Referring expression data
⁂

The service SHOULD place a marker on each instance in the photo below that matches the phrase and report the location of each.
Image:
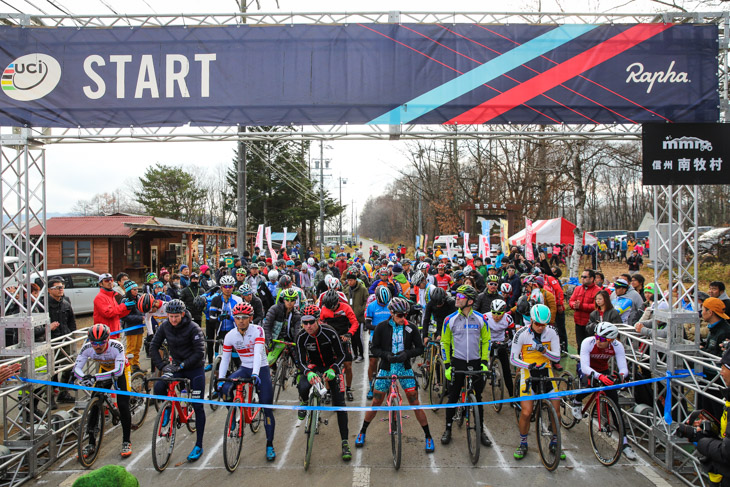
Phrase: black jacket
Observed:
(383, 343)
(184, 341)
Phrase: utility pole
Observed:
(321, 200)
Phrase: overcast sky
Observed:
(80, 171)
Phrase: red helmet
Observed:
(243, 309)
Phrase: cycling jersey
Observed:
(594, 360)
(467, 335)
(498, 329)
(524, 347)
(250, 347)
(112, 361)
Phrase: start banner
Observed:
(358, 74)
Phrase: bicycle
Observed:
(312, 420)
(547, 423)
(93, 419)
(469, 413)
(395, 419)
(171, 416)
(605, 430)
(285, 369)
(238, 418)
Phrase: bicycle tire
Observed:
(311, 429)
(137, 405)
(545, 417)
(396, 438)
(163, 437)
(473, 429)
(497, 383)
(87, 431)
(566, 410)
(233, 441)
(212, 389)
(257, 415)
(607, 439)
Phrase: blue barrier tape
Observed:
(552, 395)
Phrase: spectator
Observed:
(106, 308)
(583, 301)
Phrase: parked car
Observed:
(82, 286)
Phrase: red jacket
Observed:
(107, 310)
(585, 298)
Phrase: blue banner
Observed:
(358, 74)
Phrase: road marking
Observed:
(361, 477)
(652, 476)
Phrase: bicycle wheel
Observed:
(396, 438)
(566, 410)
(606, 430)
(163, 437)
(212, 384)
(91, 431)
(547, 427)
(473, 429)
(137, 405)
(233, 438)
(257, 415)
(497, 384)
(311, 429)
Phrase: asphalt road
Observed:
(371, 465)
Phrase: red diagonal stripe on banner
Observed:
(559, 74)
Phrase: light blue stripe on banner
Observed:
(481, 74)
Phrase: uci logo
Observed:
(31, 77)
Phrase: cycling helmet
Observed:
(438, 296)
(310, 311)
(383, 295)
(99, 332)
(144, 303)
(331, 299)
(289, 295)
(398, 305)
(468, 291)
(606, 330)
(242, 309)
(227, 281)
(499, 306)
(245, 289)
(199, 303)
(540, 313)
(175, 306)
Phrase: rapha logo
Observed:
(686, 143)
(31, 77)
(638, 75)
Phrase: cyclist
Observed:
(221, 321)
(112, 360)
(340, 316)
(187, 349)
(534, 348)
(396, 342)
(282, 323)
(376, 312)
(319, 350)
(438, 308)
(249, 342)
(595, 353)
(465, 345)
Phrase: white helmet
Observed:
(606, 330)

⁂

Each line from the first line of the records through the line containing "Phrase: road marking" must be reproduced exactly, with both ends included and all pictures omitted; nothing else belongs in the answer.

The service SHOULD place a marker on each instance in the photo below that matches the phrase and report the location of each.
Image:
Phrase: black jacket
Observed:
(383, 343)
(184, 341)
Phrase: utility pole
Observed:
(321, 200)
Phrase: overcast sky
Observed:
(80, 171)
Phrase: red helmet
Observed:
(243, 309)
Phrase: cycling jersey
Observed:
(594, 360)
(467, 335)
(498, 329)
(524, 347)
(250, 347)
(112, 361)
Phrase: start banner
Observed:
(358, 74)
Phrase: bicycle
Observed:
(312, 420)
(547, 423)
(93, 419)
(469, 413)
(395, 419)
(171, 416)
(605, 430)
(285, 369)
(238, 418)
Phrase: bicycle tire
Observed:
(311, 429)
(137, 405)
(545, 417)
(396, 438)
(163, 437)
(473, 429)
(497, 383)
(87, 431)
(566, 410)
(233, 441)
(212, 389)
(257, 415)
(607, 439)
Phrase: blue barrier tape
Observed:
(552, 395)
Phrase: spectator
Observed:
(106, 308)
(583, 301)
Phrase: parked car
Observed:
(82, 286)
Phrase: red jacket
Observed:
(107, 310)
(585, 298)
Phrase: blue banner
Observed:
(358, 74)
Phrase: road marking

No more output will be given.